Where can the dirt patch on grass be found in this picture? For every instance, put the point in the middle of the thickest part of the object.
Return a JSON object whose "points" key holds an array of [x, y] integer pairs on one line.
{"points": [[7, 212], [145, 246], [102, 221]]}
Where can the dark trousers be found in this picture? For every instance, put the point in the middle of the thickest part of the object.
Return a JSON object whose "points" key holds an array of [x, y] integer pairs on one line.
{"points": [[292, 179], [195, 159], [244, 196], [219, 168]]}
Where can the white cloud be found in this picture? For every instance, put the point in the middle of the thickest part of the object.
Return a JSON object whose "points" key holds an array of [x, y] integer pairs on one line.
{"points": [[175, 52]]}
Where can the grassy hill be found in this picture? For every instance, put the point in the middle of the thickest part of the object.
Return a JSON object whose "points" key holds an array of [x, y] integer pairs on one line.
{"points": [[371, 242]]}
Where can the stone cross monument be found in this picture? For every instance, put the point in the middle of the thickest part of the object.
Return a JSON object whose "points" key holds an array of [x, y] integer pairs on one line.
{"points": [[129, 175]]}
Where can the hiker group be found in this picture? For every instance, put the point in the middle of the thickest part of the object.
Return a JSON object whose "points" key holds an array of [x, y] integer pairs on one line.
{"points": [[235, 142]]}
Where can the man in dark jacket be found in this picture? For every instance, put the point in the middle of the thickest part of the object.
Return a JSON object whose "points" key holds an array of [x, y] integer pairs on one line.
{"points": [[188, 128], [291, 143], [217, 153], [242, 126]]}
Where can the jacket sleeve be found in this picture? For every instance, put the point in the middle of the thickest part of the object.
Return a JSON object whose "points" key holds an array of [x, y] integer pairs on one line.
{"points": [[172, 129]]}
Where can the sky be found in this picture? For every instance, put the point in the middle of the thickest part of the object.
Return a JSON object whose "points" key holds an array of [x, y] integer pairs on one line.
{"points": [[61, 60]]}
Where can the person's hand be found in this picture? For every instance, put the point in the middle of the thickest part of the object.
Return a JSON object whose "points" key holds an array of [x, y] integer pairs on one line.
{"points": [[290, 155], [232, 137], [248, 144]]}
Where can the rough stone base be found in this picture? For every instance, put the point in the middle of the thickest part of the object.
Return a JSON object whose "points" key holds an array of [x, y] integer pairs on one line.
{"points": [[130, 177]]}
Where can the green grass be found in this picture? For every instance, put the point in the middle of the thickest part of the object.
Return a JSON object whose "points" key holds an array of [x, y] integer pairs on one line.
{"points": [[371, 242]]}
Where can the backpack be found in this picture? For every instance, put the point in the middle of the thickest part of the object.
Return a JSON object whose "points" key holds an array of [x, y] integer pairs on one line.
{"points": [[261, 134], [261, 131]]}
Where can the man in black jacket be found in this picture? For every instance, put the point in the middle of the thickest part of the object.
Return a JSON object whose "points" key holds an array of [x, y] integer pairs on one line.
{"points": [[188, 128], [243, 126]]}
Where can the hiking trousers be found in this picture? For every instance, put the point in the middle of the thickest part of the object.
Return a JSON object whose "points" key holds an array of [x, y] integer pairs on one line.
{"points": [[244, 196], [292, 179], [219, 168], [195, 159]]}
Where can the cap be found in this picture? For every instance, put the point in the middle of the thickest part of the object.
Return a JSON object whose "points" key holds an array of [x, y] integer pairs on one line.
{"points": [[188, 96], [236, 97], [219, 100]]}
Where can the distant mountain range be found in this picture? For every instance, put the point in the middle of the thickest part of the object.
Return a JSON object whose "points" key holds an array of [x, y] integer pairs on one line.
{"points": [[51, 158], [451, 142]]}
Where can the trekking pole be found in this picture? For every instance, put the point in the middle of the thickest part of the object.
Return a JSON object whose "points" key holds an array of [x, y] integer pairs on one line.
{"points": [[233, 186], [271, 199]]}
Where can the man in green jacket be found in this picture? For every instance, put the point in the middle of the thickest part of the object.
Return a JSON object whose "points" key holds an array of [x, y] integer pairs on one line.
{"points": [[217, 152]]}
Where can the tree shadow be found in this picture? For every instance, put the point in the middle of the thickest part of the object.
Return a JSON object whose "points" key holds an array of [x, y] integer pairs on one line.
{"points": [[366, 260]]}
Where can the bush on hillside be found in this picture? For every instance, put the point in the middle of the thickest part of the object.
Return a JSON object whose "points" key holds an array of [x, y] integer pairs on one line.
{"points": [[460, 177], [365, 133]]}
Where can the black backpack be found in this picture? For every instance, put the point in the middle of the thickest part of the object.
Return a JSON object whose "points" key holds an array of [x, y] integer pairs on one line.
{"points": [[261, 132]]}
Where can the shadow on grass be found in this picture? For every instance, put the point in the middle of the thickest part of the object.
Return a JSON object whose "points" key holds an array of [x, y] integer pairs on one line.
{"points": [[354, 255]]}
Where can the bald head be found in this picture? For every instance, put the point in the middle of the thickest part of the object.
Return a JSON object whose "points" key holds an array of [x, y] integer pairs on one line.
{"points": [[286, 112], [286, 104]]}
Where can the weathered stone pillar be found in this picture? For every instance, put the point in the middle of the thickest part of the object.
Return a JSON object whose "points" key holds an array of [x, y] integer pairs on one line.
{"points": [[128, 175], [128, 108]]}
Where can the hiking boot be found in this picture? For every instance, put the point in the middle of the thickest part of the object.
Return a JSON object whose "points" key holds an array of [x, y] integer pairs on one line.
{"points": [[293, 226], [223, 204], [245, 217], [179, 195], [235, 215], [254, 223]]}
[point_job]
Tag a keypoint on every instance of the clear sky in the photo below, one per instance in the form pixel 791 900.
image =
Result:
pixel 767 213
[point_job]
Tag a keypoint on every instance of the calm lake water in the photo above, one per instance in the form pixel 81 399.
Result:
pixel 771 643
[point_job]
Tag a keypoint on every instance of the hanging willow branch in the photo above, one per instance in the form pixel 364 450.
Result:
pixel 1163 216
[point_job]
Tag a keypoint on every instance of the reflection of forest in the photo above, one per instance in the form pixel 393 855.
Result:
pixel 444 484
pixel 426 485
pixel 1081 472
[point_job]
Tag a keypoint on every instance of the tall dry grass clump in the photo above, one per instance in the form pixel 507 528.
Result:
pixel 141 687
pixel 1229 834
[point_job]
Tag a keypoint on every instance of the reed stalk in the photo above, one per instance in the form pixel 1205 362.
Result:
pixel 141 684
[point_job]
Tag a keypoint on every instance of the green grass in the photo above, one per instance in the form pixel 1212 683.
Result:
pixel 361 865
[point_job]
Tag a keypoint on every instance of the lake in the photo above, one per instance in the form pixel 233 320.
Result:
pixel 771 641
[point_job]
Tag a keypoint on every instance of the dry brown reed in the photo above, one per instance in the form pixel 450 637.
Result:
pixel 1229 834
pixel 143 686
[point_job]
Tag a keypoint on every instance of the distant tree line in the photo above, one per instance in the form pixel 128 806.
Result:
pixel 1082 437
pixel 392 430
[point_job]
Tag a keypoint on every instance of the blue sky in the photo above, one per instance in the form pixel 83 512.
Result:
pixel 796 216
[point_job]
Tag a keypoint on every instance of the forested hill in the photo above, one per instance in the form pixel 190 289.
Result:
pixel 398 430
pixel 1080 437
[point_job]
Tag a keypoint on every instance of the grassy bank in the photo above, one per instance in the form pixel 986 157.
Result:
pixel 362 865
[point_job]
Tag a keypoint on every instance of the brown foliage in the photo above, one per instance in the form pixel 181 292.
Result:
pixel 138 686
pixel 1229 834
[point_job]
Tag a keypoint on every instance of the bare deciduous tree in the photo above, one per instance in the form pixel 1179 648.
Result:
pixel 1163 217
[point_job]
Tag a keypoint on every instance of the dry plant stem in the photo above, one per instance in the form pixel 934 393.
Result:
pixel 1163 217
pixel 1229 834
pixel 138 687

****************************************

Exactly as written, restate every record in the listing.

Where can the dirt patch on grass be found in this picture? For every instance, put the point in the middle of the thickest part of the object.
Return a JSON object whose "points" key holds an array of [x, y] integer pairs on one line.
{"points": [[7, 212], [145, 246], [102, 221]]}
Where can the dark trousers be found in this picture? For every instance, put the point in the middle of the thickest part of the object.
Return a JSON object whose "points" key holds an array of [x, y] integer pairs on one line.
{"points": [[292, 179], [195, 159], [244, 196], [219, 168]]}
Where can the white cloud be found in this picture? For every instance, put the point in the middle of the thickest part of the object.
Return a JSON object whose "points" key holds an array of [x, y] integer pairs on one line.
{"points": [[175, 52]]}
Where can the grassy hill be found in this picture? For every instance, put the point in the middle of the thickest part of the object.
Return a JSON object whose "points" key holds an array of [x, y] integer pairs on one line.
{"points": [[371, 242]]}
Where can the stone cross monument be found in this picture? For every instance, put the point in the middle of the thickest part of the object.
Return a JSON object whose "points" key holds an array of [x, y] integer pairs on one line.
{"points": [[129, 175]]}
Where can the hiker group be found in this picture? For every instance, put the point in the middle of the thickest part of the object.
Return a JSON object whose "points" key holds an array of [x, y] integer pairs on one line.
{"points": [[235, 142]]}
Where can the man in dark jacket be found in this picture? For every instance, put the point in the middle of the thickest part of the object.
Return a JSON object whose "points" key holds an array of [x, y] integer pairs on one line.
{"points": [[188, 128], [291, 143], [217, 153], [242, 126]]}
Where can the jacket sleeve be found in this picture? For every instance, put the point in the middle of the thickest part of the object.
Return a JSON object whose "points" key holds an array of [x, y] integer pairs on one line.
{"points": [[172, 129]]}
Where can the sky be found in this picture? For every instance, put the point in the middle of the thickest part of the object.
Return a JSON object whose "points" key holds an array of [x, y] integer pairs on one line.
{"points": [[61, 60]]}
Where can the person's hand be found in this picture? For every instance, put the point in the middle of the thickest part of the object.
Return a JSON object whose "points" key holds an array of [x, y] integer pairs on one line.
{"points": [[290, 155], [232, 137], [248, 144]]}
Where can the rough stone base be found in this picture? For every instance, put the point in the middle of the thickest part of the object.
Return a JSON object whose "points" key holds an array of [x, y] integer pairs on one line.
{"points": [[130, 177]]}
Where can the green grass be found in this picture? For every instance, put the point in the middle of the thickest part of the object.
Return a JSON object whose "points" key holds an array of [x, y] integer pairs on one line.
{"points": [[371, 242]]}
Where can the backpack be found in this picture? For every instance, put the point in the middle of the thickest part of the object.
Return a JSON object whose "points" key holds an array of [x, y] integer pairs on one line.
{"points": [[261, 134], [261, 131]]}
Where can the man in black jacket be found in this picture? For every instance, put the point in the middle of the thickest part of the object.
Return a JSON object whose "points" key holds an array of [x, y] integer pairs on one line.
{"points": [[188, 128], [243, 126]]}
Where can the hiking trousers be found in this picture? For every instance, put the point in the middle of the thickest part of the object.
Return a JSON object whose "points" key holds an array of [x, y] integer pairs on one line.
{"points": [[244, 196], [292, 179], [219, 168], [195, 159]]}
Where can the cap be found in this picture? For every instance, put the point in the middle of the thickest part of the object.
Return a JSON object whose "points" key holds an array of [x, y] integer pairs on one line.
{"points": [[188, 96], [236, 97], [219, 100]]}
Where can the distant mountain range be found in this picture? For every instance, put the point in the middle of the thickest part of the object.
Return a JSON object whose "points" key holds an array of [x, y] integer pairs on one line.
{"points": [[51, 158], [451, 142]]}
Where can the trekking pole be found in this picture? For every instance, put the point in the middle of the thickest part of the object.
Return a JSON object whose "points" key holds an array of [x, y] integer pairs on one line.
{"points": [[233, 186], [271, 199]]}
Where can the man in green jacket be found in this picture? For every instance, put the point in the middle of the thickest part of the object.
Return a JSON object whose "points" key holds an array of [x, y] integer pairs on one line.
{"points": [[217, 152]]}
Where can the tree shadow be found in this picture? For every instance, put the point in the middle of the thickest part of the object.
Return a JSON object whose "points" key holds an array of [x, y] integer pairs on one line.
{"points": [[366, 260]]}
Where can the bush on hillside be found in this picture? For every instance, put the point in the middle of the thickest part of the object.
Return a JSON object whose "points" key holds an array of [x, y] integer pairs on one line.
{"points": [[460, 177], [365, 133]]}
Where can the black backpack be found in this picture? For every instance, put the point in the middle of the thickest part of the object.
Return a JSON object whose "points" key holds an array of [x, y] integer pairs on one line.
{"points": [[261, 132]]}
Where can the shadow on grass be found in this picture? For every instance, put the point in the middle of the thickest part of the object.
Return a JSON object whose "points" key holds an array of [x, y] integer pairs on one line.
{"points": [[354, 255]]}
Where can the bald head be found in this picture? For every instance, put the point in the middle of the thickest part of the object.
Return a JSON object whose "points" key holds an array of [x, y] integer pairs on one line.
{"points": [[286, 112], [286, 104]]}
Where can the weathered stone pillar be found in this picture? For every instance, put the point in the middle of the thickest part of the object.
Return a JSON object whose "points" key holds an array of [x, y] integer pairs on one line.
{"points": [[128, 175], [128, 108]]}
Where can the hiking boot be found in this picture? For every instance, put the point in the middle of the thickest part of the object.
Return a JSON object whose "points" key holds an array of [x, y] integer pairs on one line.
{"points": [[293, 226], [223, 204], [245, 217], [179, 195], [235, 215], [254, 223]]}
[point_job]
Tag a keypoint on every instance of the clear sky in the photo below, one per instance in the form pixel 791 900.
image =
Result:
pixel 767 213
[point_job]
Tag a keypoint on every instance of the calm lake water in the photo above, one per instance in the form pixel 81 399.
Result:
pixel 771 643
[point_job]
Tag a keypoint on every instance of the hanging willow branch in the photo above, one per instance in the form pixel 364 450.
Result:
pixel 1163 216
[point_job]
Tag a keypoint on every instance of the reflection of forest in the photo above, one per instance in the form pixel 393 855.
Result:
pixel 444 484
pixel 426 485
pixel 1081 472
[point_job]
Tag a keypoint on every instance of the tall dry grass clump in the photo above, one per instance in the form pixel 507 528.
Result:
pixel 141 687
pixel 1229 834
[point_job]
Tag a keypoint on every instance of the reed stalk in the photo above, one per instance in the form pixel 1205 362.
Result:
pixel 141 684
[point_job]
Tag a keypoint on every instance of the green grass in the photo above, one per instance in the form pixel 1212 683.
Result:
pixel 361 865
[point_job]
Tag a keypoint on every instance of the lake in the photo above, one per instance in the form pixel 233 320.
Result:
pixel 771 641
[point_job]
Tag a keypoint on every instance of the dry brown reed in the photo above, one per instance in the form pixel 450 637.
Result:
pixel 1229 834
pixel 143 686
[point_job]
Tag a keypoint on every instance of the distant tree line in the photo above, one per instance in the form pixel 128 806.
Result:
pixel 1082 437
pixel 392 430
[point_job]
Tag a keypoint on every instance of the blue sky in the photo above, one per instance in the form pixel 83 512.
Result:
pixel 796 216
[point_job]
Tag a keypoint on every instance of the forested hill in the photo above, one per instance in the form pixel 190 289.
Result:
pixel 398 430
pixel 1080 437
[point_job]
Tag a keypoint on every instance of the grassy bank in the photo above, one per instance in the form pixel 986 157.
Result:
pixel 362 865
[point_job]
Tag a keypoint on every instance of the brown foliage in the photo above, one per instance in the form pixel 181 292.
Result:
pixel 138 686
pixel 1229 834
[point_job]
Tag a keypoint on every instance of the bare deciduous tree in the photo above, one per instance in the form pixel 1179 648.
Result:
pixel 1163 217
[point_job]
Tag a keypoint on every instance of the dry plant stem in the photo above, one per instance in the form pixel 934 393.
Result:
pixel 1163 217
pixel 1229 834
pixel 138 687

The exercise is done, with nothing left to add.